SOURCE =>
- - -
The free booze was flowing generously and the sounds of Jimi Hendrix were pounding as Withnail and I returned to their old stomping ground in Camden Town, basking in the glorious summer heat. June sees the start of an exhibition at the Proud Camden Kitchen of a remarkable set of candid, behind the scene stills taken during production of the cult British classic, taken by the renowned film set photographer Murray Close.
Murray Close is considered the go to man for film production photography in a career that has spanned over three decades. He got his big break at the age of nineteen, working for the great Stanley Kubrick (himself a photographer in his youth) on the set of horror adaptation The Shining. The publicity still of Jack Nicholson’s face peering with menace through a freshly axed door has become synonymous with not just that film, but for Nicholson’s bad boy persona and has become an icon of horror cinema. Close has worked for some of the biggest names in the business such as Spielberg and Eastwood, and on some of their best known works. Tucked away in his extensive C.V. is the low-budget 1986 comic drama Withnail and I, written and directed by Bruce Robinson. It’s a semi-autobiographical tale of two out of work actors (Richard E.Grant and Paul McGann) in 1960’s London, who tired of waiting for the phone to ring and drowning themselves in a sea of liquor and lighter fluid, decide to go ‘on holiday by mistake’ to the remote rural setting of Penrith in Cumbria. Their situation improves little. It’s a terrifically British comedy and by that I mean that as hilarious as it gets, every scene is undercut with an overwhelming melancholy. It is every bit as achingly sad as it is funny. Over the years it has become the definition of the word ‘cult’ creating an entire legion of fans across the years, not least amongst countless students who attempt to match drink for drink what the characters consume in the film.
- - -
ENTRIES SUPPLIED =>
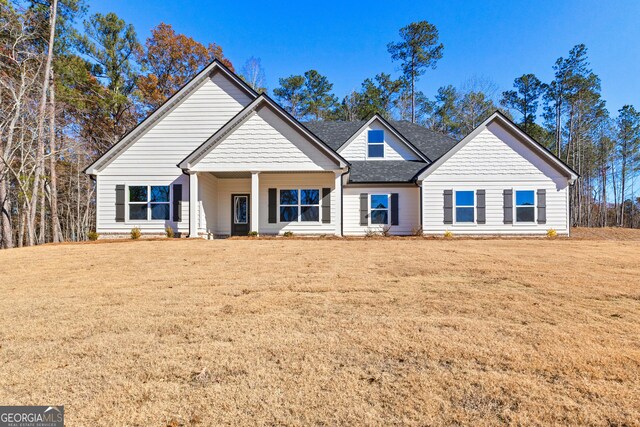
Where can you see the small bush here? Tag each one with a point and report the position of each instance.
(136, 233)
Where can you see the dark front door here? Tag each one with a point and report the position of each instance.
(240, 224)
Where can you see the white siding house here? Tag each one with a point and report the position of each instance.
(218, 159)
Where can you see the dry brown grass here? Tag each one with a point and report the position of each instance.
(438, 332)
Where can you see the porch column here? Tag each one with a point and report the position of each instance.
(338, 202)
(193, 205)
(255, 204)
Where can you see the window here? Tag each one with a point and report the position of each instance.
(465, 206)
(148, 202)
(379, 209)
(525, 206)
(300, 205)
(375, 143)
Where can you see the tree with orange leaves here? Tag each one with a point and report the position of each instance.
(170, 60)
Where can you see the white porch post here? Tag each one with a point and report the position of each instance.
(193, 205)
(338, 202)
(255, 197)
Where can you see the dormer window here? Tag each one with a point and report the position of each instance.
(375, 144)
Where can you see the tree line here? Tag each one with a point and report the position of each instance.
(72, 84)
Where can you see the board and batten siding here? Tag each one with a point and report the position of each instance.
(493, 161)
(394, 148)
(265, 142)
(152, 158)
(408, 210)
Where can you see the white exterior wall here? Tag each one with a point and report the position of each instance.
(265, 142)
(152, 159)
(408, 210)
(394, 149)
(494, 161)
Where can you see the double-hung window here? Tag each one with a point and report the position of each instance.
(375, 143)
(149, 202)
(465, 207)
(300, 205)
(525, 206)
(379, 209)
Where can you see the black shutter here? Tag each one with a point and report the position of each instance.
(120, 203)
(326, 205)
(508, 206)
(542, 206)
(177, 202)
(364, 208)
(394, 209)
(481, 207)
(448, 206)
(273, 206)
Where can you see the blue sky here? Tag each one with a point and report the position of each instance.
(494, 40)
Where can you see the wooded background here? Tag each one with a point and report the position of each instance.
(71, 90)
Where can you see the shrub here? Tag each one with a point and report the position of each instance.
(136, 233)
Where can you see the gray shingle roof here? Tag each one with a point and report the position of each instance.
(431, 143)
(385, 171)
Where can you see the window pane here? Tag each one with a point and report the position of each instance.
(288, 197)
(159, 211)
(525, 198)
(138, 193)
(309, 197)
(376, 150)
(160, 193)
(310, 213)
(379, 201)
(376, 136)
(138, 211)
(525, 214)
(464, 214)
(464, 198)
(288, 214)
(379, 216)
- - -
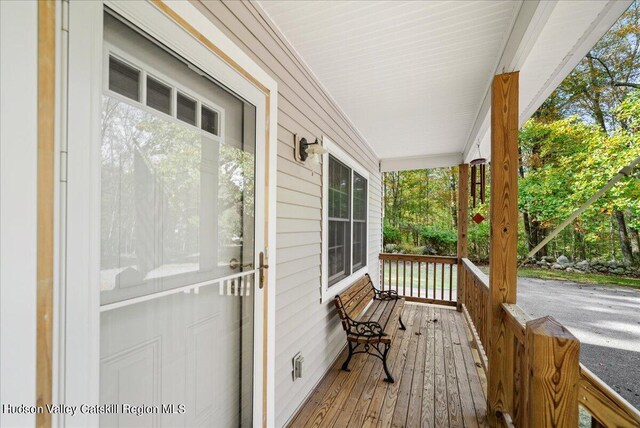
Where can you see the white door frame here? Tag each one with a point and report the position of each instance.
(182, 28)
- - -
SET TASKS =>
(a) Explain what the writer of the article on the Withnail and I photo exhibition means by calling the film a "terrifically British comedy."
(b) In the article on Murray Close's Withnail and I stills, rewrite the passage from "The free booze" to "photographer Murray Close.", changing "summer" to "spring".
(c) Pick up the article on Murray Close's Withnail and I stills after its final sentence and write on.

EXPECTED RESPONSES =>
(a) The writer means that however hilarious the film gets, every scene is undercut with an overwhelming melancholy, so it is every bit as sad as it is funny.

(b)
The free booze was flowing generously and the sounds of Jimi Hendrix were pounding as Withnail and I returned to their old stomping ground in Camden Town, basking in the glorious spring heat. June sees the start of an exhibition at the Proud Camden Kitchen of a remarkable set of candid, behind the scene stills taken during production of the cult British classic, taken by the renowned film set photographer Murray Close.

(c)
Close’s portraits of the film’s production are a joyful and revealing spectacle. They range from the cosy intimacy of the London based segments (the warmth of Uncle Monty’s flat radiates from images) to the roaming, overwhelming countryside locale that seems to swallow cast and crew whole. The collection captures the comradery of the cast and crew, and also fits in with the almost anarchic tone of the films story. Grant seems to take centre stage in many of the portraits. The character of Withnail can’t help but infiltrate each shot he is in and that unique blend of charisma and chaos permeates from his pictures, as intoxicating as anything he consumes in the film. As he does in the film, McGann remains a calm centre in the midst of his colleagues tomfoolery. His handsome features would not look out of place in a fashion shoot and they create a nice contrast with the displays of comic caricature. Look out to for an appearance from Ringo Starr; fellow Beatle George Harrison was one of the driving forces behind the films production.
The title of Withnail and I: The Finale is given a deeper, bittersweet meaning by the sad passing earlier this year of Richard Griffiths. The established character actor had many hits to his name (Pie In The Sky and Harry Potter were standouts) but none more memorable than that of Uncle Monty; Withnail’s eccentric uncle, fellow would be thespian with a passion for cooking and lust for ‘I’. His gentle yet unmissable presence was another key factor to the films success and its staying power over the years. This gallery serves up a fitting tribute to not just a great character but, by all accounts, a genuinely lovable human being.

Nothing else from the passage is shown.